══ TEXT EXCERPT ══
The possibility of co-infection seems likely given the strong overlap of the annual epidemic cycles in the four cities and the fact that they affect children at about the same age through school contacts. Co-infections may account for some of the increased correlation and synchronicity of the two epidemics beyond a causal relationship. In addition, people can be asymptomatic carriers of the streptococcus pathogen, further increasing its likely spread.

The mechanisms and outcomes of co-infections are an important area of study. For example, increased virulence of influenza strains may be related to susceptibility to bacterial co-infections.^5,32 Co-infection can increase the virulence of diseases and alter their dynamics across a population.³³ Also, the interaction between respiratory viruses and bacteria may be bidirectional, and they may be spread at the same time from infected persons.^34,35 Another consideration is whether S. pyogenes might have evolved during the years of possible co-infection with varicella.³⁶ S. pyogenes has a great variety of genetic variants in circulation and has considerable potential for mutation and evolution.³⁷

The final point of discussion is the seasonality of the epidemics. Although the connection to the school year seems obvious, this inference should be viewed cautiously. Other childhood diseases also had strong seasonality but at different times: polio peaking in late summer, diphtheria in the late fall, and measles in the spring. The close correspondence of scarlet fever and varicella is the exception. Reviewing the topic of seasonality, Grassly and Fraser³⁸ conclude that it is a common, yet complex, phenomenon that is not well understood. Many factors can be involved. It would be difficult, for example, to rule out weather-related conditions in the explanation of seasonality seen here. Sometimes, a comparative analysis of epidemics is revealing, as with Copenhagen and the American cities. The scarlet fever epidemics in these cities happened at roughly the same time in cities of similar size and climate, but the timing of seasonality is quite different in Copenhagen. Recent scarlet epidemics in China also show a different pattern of seasonal forcing with peaks in both June and December.²⁴ So, it is hard to attribute the close synchronization of scarlet fever and varicella epidemics in the United States exclusively to school-based transmission. And the amplitude of seasonal cycles in Copenhagen is not well explained by models based on school terms and student ages. Grassly and Fraser further contend that the dynamics of seasonality can be affected by the interaction of pathogens with one another or by their effect on immune suppression. Such conditions, moreover, can modify the genetic diversity of pathogens with long-term implications for disease prevalence or virulence.
═══
══ THE DATA ══
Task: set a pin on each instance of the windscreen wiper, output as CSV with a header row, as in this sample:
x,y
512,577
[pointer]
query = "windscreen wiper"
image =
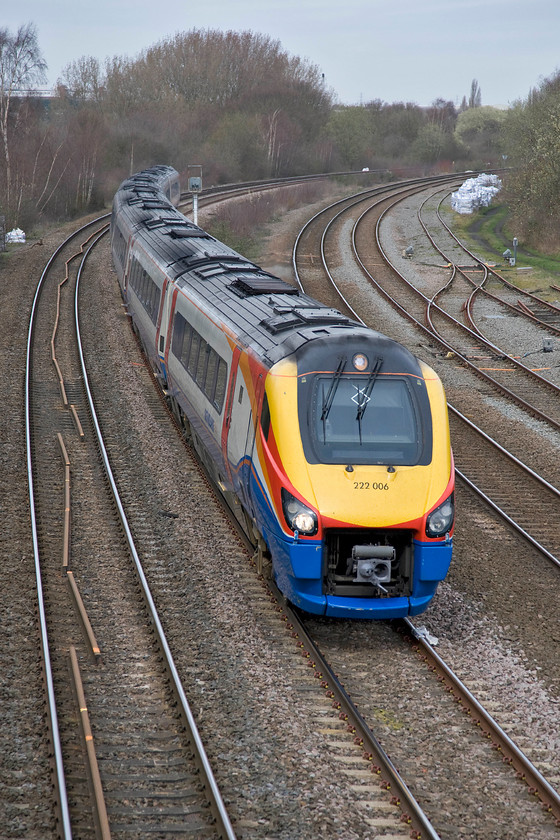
x,y
328,400
364,396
═══
WHAT TO PRODUCE
Extend the passage on scarlet fever and varicella epidemics with the paragraph that would follow its final sentence.

ANSWER TO THIS EXERCISE
Conclusion

This research opens a short window in time on the scarlet fever epidemics of history and their relation to varicella. The years of analysis stand about midway between the high incidence, virulent scarlet fever epidemics of the late 1800s, and the minor impact that scarlet fever had in the 1950s. In the late 1800s, case fatality rates in New York City and Philadelphia were 12% and almost twice that in children 1–5 years old.³⁹ The decline in scarlet fever has been attributed to improvements in nutrition, pasteurization, public health, and decreased virulence of the disease. The return of more virulent strains in the late 20th century, however, supports the idea that S. pyogenes has the evolutionary potential for cycles in its virulence. The resurgence of invasive GAS infection and scarlet fever has renewed attention to the relationship between S. pyogenes and varicella that medical authorities had debated at the end of the 19th century. The research here is pertinent in showing a potential for causal and co-infections between varicella and scarlet fever that might have influenced its evolutionary trend. Further historical analysis and, possibly, recovery of S. pyogenes samples from the early 20th century might complete the picture.